[start of Materials provided]

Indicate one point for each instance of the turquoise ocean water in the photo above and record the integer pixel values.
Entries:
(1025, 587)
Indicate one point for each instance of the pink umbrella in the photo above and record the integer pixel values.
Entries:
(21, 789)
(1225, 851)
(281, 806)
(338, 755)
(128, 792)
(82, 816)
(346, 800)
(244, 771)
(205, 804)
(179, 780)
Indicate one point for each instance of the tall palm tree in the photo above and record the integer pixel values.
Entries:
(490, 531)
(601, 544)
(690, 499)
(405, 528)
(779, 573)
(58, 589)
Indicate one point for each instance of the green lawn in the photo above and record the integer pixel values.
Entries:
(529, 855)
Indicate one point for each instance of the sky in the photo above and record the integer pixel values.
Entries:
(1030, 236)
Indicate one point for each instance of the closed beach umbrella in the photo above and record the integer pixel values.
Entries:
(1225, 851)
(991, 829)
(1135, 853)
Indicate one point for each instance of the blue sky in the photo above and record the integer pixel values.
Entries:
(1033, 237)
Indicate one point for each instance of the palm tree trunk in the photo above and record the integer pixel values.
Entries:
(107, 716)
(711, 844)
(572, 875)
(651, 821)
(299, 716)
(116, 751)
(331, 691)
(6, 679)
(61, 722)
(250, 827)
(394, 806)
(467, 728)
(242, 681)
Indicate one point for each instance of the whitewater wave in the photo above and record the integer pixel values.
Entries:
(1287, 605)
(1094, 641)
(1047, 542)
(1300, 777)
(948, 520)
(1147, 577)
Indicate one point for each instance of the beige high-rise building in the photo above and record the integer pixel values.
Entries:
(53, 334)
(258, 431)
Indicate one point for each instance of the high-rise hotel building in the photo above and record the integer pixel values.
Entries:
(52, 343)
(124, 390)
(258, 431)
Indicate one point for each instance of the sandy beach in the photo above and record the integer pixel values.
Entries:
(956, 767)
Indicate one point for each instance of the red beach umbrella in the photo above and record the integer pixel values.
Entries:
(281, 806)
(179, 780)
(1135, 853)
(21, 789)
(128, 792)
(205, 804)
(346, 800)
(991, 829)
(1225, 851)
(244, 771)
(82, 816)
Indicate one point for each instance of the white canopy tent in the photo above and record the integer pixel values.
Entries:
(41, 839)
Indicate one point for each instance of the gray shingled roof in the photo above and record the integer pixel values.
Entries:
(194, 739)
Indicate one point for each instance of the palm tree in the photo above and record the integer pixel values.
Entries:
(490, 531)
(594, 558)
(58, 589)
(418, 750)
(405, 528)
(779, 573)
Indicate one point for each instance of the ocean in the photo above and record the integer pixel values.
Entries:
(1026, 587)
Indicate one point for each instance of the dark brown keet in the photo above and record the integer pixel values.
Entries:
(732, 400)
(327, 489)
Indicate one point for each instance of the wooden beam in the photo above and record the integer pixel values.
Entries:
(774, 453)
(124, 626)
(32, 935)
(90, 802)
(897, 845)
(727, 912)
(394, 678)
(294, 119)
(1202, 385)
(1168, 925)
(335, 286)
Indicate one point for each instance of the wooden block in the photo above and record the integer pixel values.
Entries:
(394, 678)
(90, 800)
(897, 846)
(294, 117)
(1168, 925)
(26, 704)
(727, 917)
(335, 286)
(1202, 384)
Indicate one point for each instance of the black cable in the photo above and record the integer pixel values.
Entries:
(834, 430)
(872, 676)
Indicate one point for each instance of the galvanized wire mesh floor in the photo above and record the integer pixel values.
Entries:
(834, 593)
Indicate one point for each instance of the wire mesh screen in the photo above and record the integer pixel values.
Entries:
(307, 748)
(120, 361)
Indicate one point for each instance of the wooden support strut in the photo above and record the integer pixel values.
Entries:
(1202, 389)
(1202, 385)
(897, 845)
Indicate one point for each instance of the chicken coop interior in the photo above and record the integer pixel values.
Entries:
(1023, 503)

[end of Materials provided]

Write out the records above again, keeping each one identical to the original.

#### Result of this exercise
Indicate one point for each instance of the turquoise ocean water in the photo above and record the integer pixel values.
Entries:
(1025, 587)
Indicate one point for each instance of the pink umbrella in the photo above and record the integer pixel values.
Entries:
(21, 789)
(1225, 851)
(281, 806)
(338, 755)
(128, 792)
(82, 816)
(346, 800)
(244, 771)
(205, 804)
(179, 780)
Indicate one point for each instance of the tall palm tree in the photo above and record the integer pixel values.
Entries:
(490, 531)
(601, 544)
(690, 499)
(405, 528)
(779, 573)
(58, 589)
Indicate one point for each instance of the green lawn in the photo above and record the integer pixel values.
Entries:
(529, 855)
Indicate one point for each instance of the sky in the photo above and record the integer pixel values.
Entries:
(1030, 236)
Indicate one point for each instance of the closed beach umbrella in the photo above and record the integer pixel values.
Entries:
(1225, 851)
(991, 829)
(1135, 853)
Indicate one point for each instance of the blue sky in the photo above and record the integer pixel values.
Entries:
(1033, 237)
Indicate one point for each instance of the palm tree trunk in the photo above and record the integer pixel values.
Entries:
(107, 716)
(711, 844)
(572, 875)
(651, 821)
(299, 716)
(116, 751)
(331, 691)
(6, 679)
(61, 722)
(250, 827)
(394, 806)
(467, 728)
(242, 681)
Indicate one point for each instance of the whitewater wave in the photo above and record the integer pixel values.
Entries:
(1287, 605)
(1094, 641)
(1047, 542)
(1300, 777)
(948, 520)
(1147, 577)
Indicate one point for each instance of the beige high-rise building in the photo above and record the integer pixel values.
Entries:
(53, 334)
(258, 431)
Indicate one point for each instance of the high-rise hotel building in the photo above and record the integer pixel values.
Entries:
(52, 343)
(124, 390)
(258, 431)
Indicate one point for each instance of the sandy beach in the photo above and record the integer pixel values.
Entries:
(956, 767)
Indicate one point for each instance of the red beach umbrella in the photo above and record the integer pixel values.
Entries:
(281, 806)
(179, 780)
(1135, 853)
(21, 789)
(128, 792)
(205, 804)
(346, 800)
(991, 829)
(1225, 851)
(244, 771)
(82, 816)
Indicate one point for each instance of the white canopy tent in the photo above and record the integer pixel values.
Entries:
(41, 839)
Indicate one point for each instance of the gray shingled roof in the photo above and record the integer pixel values.
Entries:
(194, 739)
Indicate one point for each instance of the palm tree in the photo above and record the integer pixel values.
Entries:
(490, 531)
(594, 558)
(58, 589)
(418, 750)
(405, 528)
(779, 573)
Indicate one point for each instance of the ocean in the photo above and record the integer pixel values.
Entries:
(1026, 587)
Indicate one point for each instance of the dark brown keet in the photo above and record the integer pixel values.
Entries:
(732, 400)
(327, 489)
Indicate one point for each instance of the wooden beam in the photo above and record the integer pixel values.
Entries:
(774, 453)
(124, 626)
(32, 935)
(90, 802)
(897, 845)
(727, 912)
(394, 678)
(294, 119)
(1202, 385)
(1168, 925)
(335, 286)
Indicate one point for each instance of the wooden block in the photo above and record the integer pixel values.
Entries:
(394, 678)
(90, 800)
(897, 846)
(294, 117)
(1168, 925)
(26, 704)
(727, 917)
(335, 286)
(1202, 384)
Indicate one point for each instance of the black cable in the photo above and record the integer pixel values.
Entries:
(834, 430)
(872, 676)
Indicate one point for each instance of the galvanized wire mesh floor in the photo above and record the integer pixel values.
Entries:
(834, 593)
Indicate one point for each instance of the wire mesh screen in the photo above and record the integer pixel values.
Entries:
(307, 748)
(120, 361)
Indicate one point for each instance of the wooden support strut in the photo above and record the integer pixel values.
Entries:
(1202, 389)
(1202, 385)
(897, 845)
Indicate one point for each instance of the chicken coop interior in the photo above and record the integer pixel values.
Entries:
(1023, 503)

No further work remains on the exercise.